David and Linda are in the high-leverage gap year window: pension and consulting income are low, neither has yet claimed Social Security, RMDs do not start until age 73. Their pre-conversion MAGI of $78,000 is well below both spouses' direct Roth contribution phase-out and the OBBBA senior deduction phase-out. A bracket-fill conversion of $165,600 captures the rate arbitrage between today's 22 percent and an expected RMD-era 24 percent rate, generating $30,200 of federal tax for $165,600 moved to Roth. The IRMAA surcharge for 2028 (one year only) costs about $2,800, bringing the all-in effective rate to roughly 19.9 percent. They plan to repeat the bracket-fill for three more years (2027 through 2029) before claiming Social Security at 67, moving roughly $662,000 of David's IRA to Roth before RMDs start.

LMN Tax Inc. - Client Pattern

The single most expensive Roth conversion mistake we see at LMN Tax Inc is high earners executing a backdoor Roth without checking their existing pre-tax IRA balances. A high-income taxpayer contributes $7,500 to a non-deductible traditional IRA and converts the next day, expecting a tax-free conversion. But the same taxpayer also has a $400,000 rollover IRA from a prior 401(k). The pro-rata fraction makes 98 percent of the conversion taxable, generating about $2,400 of surprise tax at the 32 percent marginal rate. The fix is the IRA-to-401(k) rollback: roll the rollover IRA balance back into a current employer's 401(k) plan before December 31, isolating the after-tax basis. After this one-time setup, every future year's backdoor Roth runs tax-free. The second most common mistake we see is converting too much in a single year and crossing two brackets at once. A retiree with $50,000 of other income who converts $250,000 in one year crosses both the 22 and 24 percent thresholds. The same conversion split across two years stays at 22 percent and saves roughly $800 per year, plus reduces the IRMAA risk to one surcharge year instead of stacking. We always run a multi-year bracket-fill model before any conversion above $50,000.

Situations Where This Guide Does Not Apply

  • Inherited IRAs: A non-spouse inherited IRA cannot be converted to a Roth IRA. A spousal inherited IRA can be rolled into the survivor's own IRA and then converted, but the inherited account is NOT aggregated with your own IRAs for pro-rata purposes during the inherited-IRA period.
  • Required Minimum Distributions: If you are 73 or older, RMDs from traditional IRAs must be taken FIRST and cannot be converted. A common error is converting before satisfying the RMD; the RMD portion is treated as a regular distribution (taxable) plus an excess Roth contribution (subject to 6 percent excise per IRC section 4973). Take the RMD, then convert any additional amount.

Information shown:

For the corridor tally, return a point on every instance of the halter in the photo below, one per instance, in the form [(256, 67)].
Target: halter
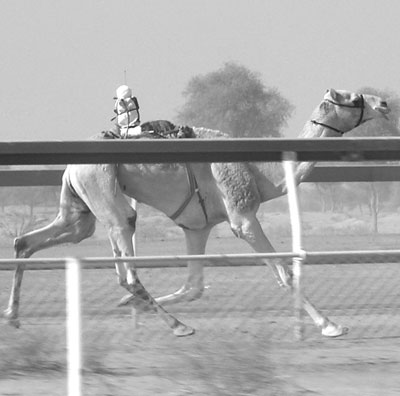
[(357, 106)]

Tasks for this exercise:
**1)** Using the Roth conversion text, decide whether each statement agrees with it. Answer yes or no, and quote the words from the text that decide it.
(a) A non-spouse inherited IRA can be converted to a Roth IRA.
(b) A taxpayer who is 73 or older must take the RMD from a traditional IRA before converting.
(c) LMN Tax Inc runs a multi-year bracket-fill model before any conversion above $50,000.
**2)** Answer these questions from the Roth conversion text.
(a) At what age do David and Linda plan to claim Social Security?
(b) What is the balance of the rollover IRA in the backdoor Roth example?
(c) What excise rate applies to an excess Roth contribution, and under which IRC section?

Exercise solutions:
**1)**
(a) No: "A non-spouse inherited IRA cannot be converted to a Roth IRA."
(b) Yes: "If you are 73 or older, RMDs from traditional IRAs must be taken FIRST and cannot be converted."
(c) Yes: "We always run a multi-year bracket-fill model before any conversion above $50,000."

**2)**
(a) 67
(b) $400,000
(c) 6 percent, under IRC section 4973